*The request:*
Put the data below into a numbered list, one line per item, skipping blank lines and leaving out the picture.

*Information provided:*
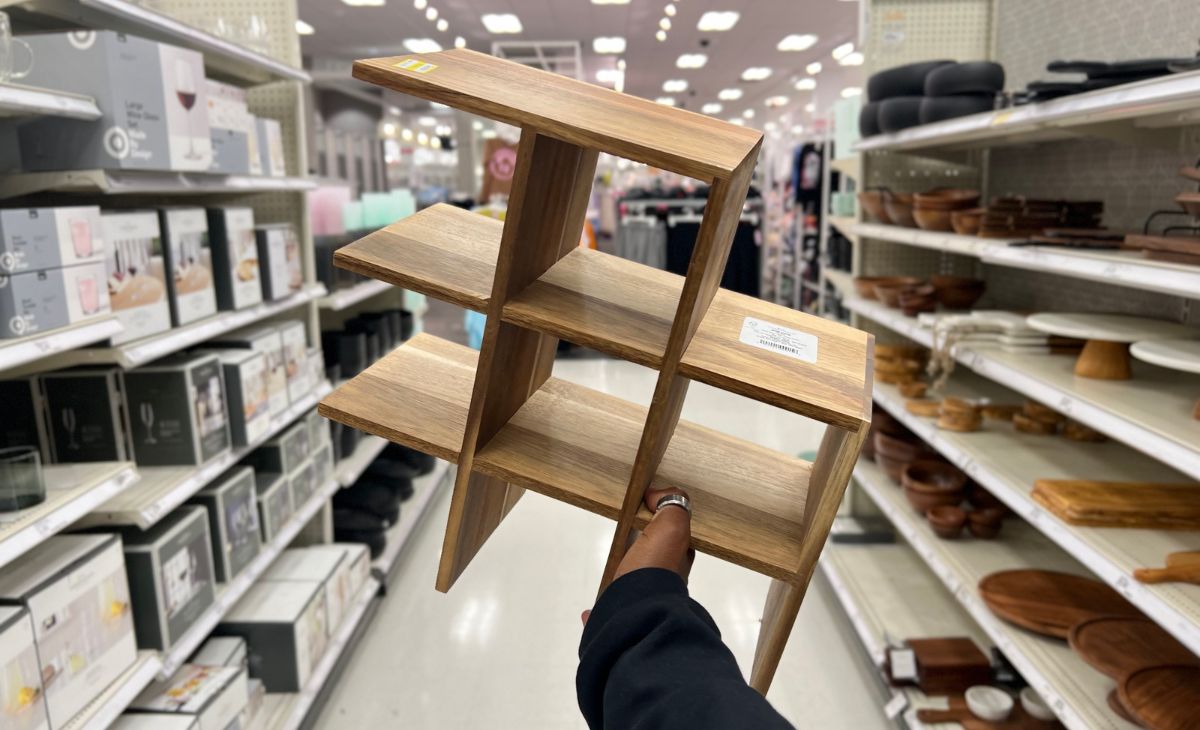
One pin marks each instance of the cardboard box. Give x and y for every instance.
(247, 389)
(37, 301)
(233, 521)
(214, 695)
(33, 239)
(151, 96)
(137, 280)
(267, 340)
(178, 411)
(189, 258)
(234, 257)
(274, 495)
(22, 699)
(283, 624)
(171, 575)
(279, 261)
(75, 590)
(85, 416)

*Task output:*
1. One pin marks each instance of the cardboard box. Give x and y for every instance.
2. (247, 389)
3. (37, 301)
4. (233, 521)
5. (214, 695)
6. (33, 239)
7. (151, 96)
8. (137, 280)
9. (267, 340)
10. (178, 411)
11. (189, 258)
12. (234, 257)
13. (274, 495)
14. (22, 699)
15. (283, 624)
16. (171, 575)
17. (279, 261)
18. (75, 590)
19. (85, 416)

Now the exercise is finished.